== Stated problem A ==
Reproduce the passage of the Anita Bryant text from "In 1960, Bryant" up to and including "Tennessee Ernie Ford.", word for word.

== Selected extract ==
In the 1970s, Bryant became known as an outspoken opponent of gay rights in the U.S. In 1977, she ran the "Save Our Children" campaign to repeal a local ordinance in Miami-Dade County, Florida, that prohibited discrimination on the basis of sexual orientation. Her involvement with the campaign was condemned by gay rights activists. They were assisted by many other prominent figures in music, film, and television, and retaliated by boycotting the orange juice that she promoted. Though the campaign ended successfully with a 69% majority vote to repeal the ordinance on June 7, 1977 (Dade County restored the ordinance in 1998), it permanently damaged her public image, and her contract with the Florida Citrus Commission was terminated three years later. This, as well as her later divorce from Bob Green, damaged her financially. Bryant never regained her former prominence and filed for bankruptcy twice. She lives in her home state of Oklahoma and runs the Oklahoma City-based Anita Bryant Ministries International and she works with a host of charities and non-profits.

Early life and career
Bryant was born in Barnsdall, Oklahoma, the daughter of Lenora A. (Berry) and Warren Bryant. After her parents divorced, her father went into the U.S. Army and her mother went to work as a clerk for Tinker Air Force Base, taking her children to live with their grandparents temporarily. When Bryant was two years old, her grandfather taught her to sing "Jesus Loves Me". She was singing onstage at the age of six, at local fairgrounds in Oklahoma. She sang occasionally on radio and television, and was invited to audition when Arthur Godfrey's talent show came to town.

Bryant became Miss Oklahoma in 1958, and was second runner-up in the 1959 Miss America pageant (held September 6, 1958) at age 18, right after graduating from Tulsa's Will Rogers High School.

In 1960, Bryant married Bob Green (1931–2012), a Miami disc jockey, with whom she eventually raised four children: Robert Jr. (Bobby), Gloria, and twins Billy and Barbara. She divorced him in 1980, attracting allegations of hypocrisy from the Christian right, who cited the indissolubility of Christian marriage. She appeared early in her career on the NBC interview program Here's Hollywood and on the same network's The Ford Show, starring Tennessee Ernie Ford.

== Data lines ==

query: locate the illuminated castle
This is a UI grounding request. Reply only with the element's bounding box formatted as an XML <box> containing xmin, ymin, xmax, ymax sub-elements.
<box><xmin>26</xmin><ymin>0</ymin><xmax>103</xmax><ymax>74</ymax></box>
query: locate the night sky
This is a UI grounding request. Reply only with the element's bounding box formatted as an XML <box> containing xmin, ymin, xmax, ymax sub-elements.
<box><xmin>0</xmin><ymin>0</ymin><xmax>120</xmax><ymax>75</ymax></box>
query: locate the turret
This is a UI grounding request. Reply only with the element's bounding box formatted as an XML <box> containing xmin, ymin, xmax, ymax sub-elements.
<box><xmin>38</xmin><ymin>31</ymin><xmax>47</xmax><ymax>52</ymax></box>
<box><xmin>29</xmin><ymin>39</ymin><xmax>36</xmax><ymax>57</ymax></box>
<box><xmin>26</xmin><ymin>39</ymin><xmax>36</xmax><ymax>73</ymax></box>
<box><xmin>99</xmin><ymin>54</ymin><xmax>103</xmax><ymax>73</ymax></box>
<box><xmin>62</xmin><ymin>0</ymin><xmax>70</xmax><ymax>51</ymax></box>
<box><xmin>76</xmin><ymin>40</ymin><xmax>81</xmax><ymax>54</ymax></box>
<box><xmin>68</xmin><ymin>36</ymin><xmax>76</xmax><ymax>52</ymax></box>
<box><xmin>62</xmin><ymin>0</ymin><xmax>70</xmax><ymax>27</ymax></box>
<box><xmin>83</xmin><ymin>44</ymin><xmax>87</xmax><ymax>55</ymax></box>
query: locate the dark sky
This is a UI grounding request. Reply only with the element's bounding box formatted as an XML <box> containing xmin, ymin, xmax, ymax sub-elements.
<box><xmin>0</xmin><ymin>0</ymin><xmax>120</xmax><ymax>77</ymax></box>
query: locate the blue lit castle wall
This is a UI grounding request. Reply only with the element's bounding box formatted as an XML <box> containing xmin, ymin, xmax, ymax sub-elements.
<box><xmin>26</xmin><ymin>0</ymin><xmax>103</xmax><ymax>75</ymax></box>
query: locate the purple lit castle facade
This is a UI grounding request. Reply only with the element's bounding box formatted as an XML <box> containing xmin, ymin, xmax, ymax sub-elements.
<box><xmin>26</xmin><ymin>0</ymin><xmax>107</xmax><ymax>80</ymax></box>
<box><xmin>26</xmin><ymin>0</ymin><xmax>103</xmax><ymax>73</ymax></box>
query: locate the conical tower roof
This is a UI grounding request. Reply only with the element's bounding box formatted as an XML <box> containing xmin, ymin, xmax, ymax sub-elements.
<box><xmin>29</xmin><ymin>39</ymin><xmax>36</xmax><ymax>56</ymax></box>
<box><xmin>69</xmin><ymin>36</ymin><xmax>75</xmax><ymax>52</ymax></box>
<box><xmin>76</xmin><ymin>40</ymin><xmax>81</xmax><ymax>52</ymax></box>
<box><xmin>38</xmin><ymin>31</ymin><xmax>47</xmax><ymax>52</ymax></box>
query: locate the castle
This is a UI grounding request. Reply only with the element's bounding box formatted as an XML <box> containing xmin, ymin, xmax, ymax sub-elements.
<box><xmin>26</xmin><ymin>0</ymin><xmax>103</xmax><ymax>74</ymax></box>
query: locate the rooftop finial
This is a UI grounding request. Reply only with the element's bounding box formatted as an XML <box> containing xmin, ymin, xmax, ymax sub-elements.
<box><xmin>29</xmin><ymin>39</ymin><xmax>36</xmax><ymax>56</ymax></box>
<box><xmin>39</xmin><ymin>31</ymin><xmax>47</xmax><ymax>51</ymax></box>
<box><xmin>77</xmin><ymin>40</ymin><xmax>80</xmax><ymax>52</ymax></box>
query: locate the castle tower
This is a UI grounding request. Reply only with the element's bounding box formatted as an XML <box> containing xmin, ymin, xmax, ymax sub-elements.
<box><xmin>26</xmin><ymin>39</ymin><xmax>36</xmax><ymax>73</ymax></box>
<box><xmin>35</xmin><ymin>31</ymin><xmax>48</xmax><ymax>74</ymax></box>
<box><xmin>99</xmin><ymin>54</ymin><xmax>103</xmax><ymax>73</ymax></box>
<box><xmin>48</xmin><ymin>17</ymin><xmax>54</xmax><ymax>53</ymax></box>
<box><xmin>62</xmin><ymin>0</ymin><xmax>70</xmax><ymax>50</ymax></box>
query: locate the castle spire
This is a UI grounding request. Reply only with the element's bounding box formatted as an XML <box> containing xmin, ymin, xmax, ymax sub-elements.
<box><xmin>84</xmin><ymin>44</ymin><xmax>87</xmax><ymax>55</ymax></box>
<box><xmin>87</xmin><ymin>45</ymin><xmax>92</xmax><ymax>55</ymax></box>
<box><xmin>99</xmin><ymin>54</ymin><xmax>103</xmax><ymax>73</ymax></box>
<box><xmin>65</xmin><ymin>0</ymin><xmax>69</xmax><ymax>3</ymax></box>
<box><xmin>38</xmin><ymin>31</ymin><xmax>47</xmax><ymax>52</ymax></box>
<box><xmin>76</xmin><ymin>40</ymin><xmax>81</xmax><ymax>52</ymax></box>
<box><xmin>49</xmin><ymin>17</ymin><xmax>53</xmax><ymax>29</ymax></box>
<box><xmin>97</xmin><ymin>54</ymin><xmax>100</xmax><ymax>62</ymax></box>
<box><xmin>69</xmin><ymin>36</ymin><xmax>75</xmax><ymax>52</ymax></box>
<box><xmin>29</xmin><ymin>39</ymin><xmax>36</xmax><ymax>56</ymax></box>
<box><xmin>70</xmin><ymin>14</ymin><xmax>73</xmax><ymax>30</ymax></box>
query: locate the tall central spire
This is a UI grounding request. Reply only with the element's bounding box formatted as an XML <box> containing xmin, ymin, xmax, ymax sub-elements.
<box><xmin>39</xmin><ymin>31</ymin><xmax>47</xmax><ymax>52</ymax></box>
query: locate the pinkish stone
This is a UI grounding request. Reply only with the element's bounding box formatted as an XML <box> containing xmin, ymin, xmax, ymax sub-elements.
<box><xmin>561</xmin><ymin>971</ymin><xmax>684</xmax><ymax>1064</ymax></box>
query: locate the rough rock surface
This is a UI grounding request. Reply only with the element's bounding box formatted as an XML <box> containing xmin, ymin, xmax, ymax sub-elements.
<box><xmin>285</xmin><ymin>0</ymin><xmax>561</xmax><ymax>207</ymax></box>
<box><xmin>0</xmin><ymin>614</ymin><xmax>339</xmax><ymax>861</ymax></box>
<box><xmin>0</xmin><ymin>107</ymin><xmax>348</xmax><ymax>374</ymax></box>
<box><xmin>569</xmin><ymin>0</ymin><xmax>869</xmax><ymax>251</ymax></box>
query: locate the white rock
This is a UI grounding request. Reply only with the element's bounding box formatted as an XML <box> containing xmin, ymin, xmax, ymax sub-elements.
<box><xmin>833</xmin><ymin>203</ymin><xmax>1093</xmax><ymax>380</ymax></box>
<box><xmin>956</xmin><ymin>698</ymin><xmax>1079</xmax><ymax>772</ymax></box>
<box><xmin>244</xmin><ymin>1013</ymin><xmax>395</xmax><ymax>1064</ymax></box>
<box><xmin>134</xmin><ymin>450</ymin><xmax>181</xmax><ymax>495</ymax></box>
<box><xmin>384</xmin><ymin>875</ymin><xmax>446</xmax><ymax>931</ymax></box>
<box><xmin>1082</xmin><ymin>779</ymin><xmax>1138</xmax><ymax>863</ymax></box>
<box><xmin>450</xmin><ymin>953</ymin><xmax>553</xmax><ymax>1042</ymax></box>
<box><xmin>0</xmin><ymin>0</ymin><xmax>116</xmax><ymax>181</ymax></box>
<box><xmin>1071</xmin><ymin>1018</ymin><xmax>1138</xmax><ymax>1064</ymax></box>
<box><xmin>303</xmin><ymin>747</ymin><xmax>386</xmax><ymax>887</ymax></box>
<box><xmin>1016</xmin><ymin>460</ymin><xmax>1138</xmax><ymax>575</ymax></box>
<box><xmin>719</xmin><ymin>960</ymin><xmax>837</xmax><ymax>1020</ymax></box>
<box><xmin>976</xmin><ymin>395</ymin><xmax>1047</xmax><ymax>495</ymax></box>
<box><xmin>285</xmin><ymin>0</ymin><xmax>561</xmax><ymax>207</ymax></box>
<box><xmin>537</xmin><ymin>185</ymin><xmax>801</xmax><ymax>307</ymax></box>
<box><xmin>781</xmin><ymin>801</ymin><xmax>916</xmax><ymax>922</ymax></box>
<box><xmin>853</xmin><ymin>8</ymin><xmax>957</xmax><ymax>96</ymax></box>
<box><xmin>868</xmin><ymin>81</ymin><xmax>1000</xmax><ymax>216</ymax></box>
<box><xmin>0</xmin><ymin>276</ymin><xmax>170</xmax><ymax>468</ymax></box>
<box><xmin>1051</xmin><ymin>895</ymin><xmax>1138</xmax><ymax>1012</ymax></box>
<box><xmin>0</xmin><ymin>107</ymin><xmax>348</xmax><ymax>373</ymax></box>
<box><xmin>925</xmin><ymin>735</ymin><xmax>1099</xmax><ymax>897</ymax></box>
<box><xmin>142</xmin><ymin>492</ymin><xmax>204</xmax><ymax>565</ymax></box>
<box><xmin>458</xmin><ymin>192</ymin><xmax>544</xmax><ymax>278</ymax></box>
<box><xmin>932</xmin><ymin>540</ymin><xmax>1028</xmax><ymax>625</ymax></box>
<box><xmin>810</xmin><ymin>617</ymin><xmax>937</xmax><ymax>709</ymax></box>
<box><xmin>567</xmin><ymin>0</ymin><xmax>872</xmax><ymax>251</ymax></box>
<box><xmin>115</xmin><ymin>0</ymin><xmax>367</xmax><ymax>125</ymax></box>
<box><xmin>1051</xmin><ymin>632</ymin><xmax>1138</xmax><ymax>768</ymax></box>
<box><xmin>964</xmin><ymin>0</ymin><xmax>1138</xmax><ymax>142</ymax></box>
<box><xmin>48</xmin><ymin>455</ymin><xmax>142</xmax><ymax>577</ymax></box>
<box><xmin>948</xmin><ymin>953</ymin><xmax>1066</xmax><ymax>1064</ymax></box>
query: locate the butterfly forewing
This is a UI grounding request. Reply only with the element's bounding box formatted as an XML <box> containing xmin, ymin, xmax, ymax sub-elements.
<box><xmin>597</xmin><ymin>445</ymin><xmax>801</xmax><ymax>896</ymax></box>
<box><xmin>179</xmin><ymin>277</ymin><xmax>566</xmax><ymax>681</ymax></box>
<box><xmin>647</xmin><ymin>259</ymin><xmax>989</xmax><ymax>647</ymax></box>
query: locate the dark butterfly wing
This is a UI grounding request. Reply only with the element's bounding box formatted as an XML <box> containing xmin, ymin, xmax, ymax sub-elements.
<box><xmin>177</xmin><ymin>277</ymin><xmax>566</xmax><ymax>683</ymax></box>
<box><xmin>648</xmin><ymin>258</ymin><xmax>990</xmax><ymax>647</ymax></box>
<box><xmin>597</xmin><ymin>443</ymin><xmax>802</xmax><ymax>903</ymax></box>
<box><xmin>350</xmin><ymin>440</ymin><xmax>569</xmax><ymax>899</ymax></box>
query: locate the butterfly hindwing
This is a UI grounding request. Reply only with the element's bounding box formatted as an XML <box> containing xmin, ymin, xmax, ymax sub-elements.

== Stated problem B ==
Report, copied in full, each line of the records above that contains the string "tower".

== Full answer A ==
In 1960, Bryant married Bob Green (1931–2012), a Miami disc jockey, with whom she eventually raised four children: Robert Jr. (Bobby), Gloria, and twins Billy and Barbara. She divorced him in 1980, attracting allegations of hypocrisy from the Christian right, who cited the indissolubility of Christian marriage. She appeared early in her career on the NBC interview program Here's Hollywood and on the same network's The Ford Show, starring Tennessee Ernie Ford.

== Full answer B ==
query: locate the conical tower roof
query: locate the castle tower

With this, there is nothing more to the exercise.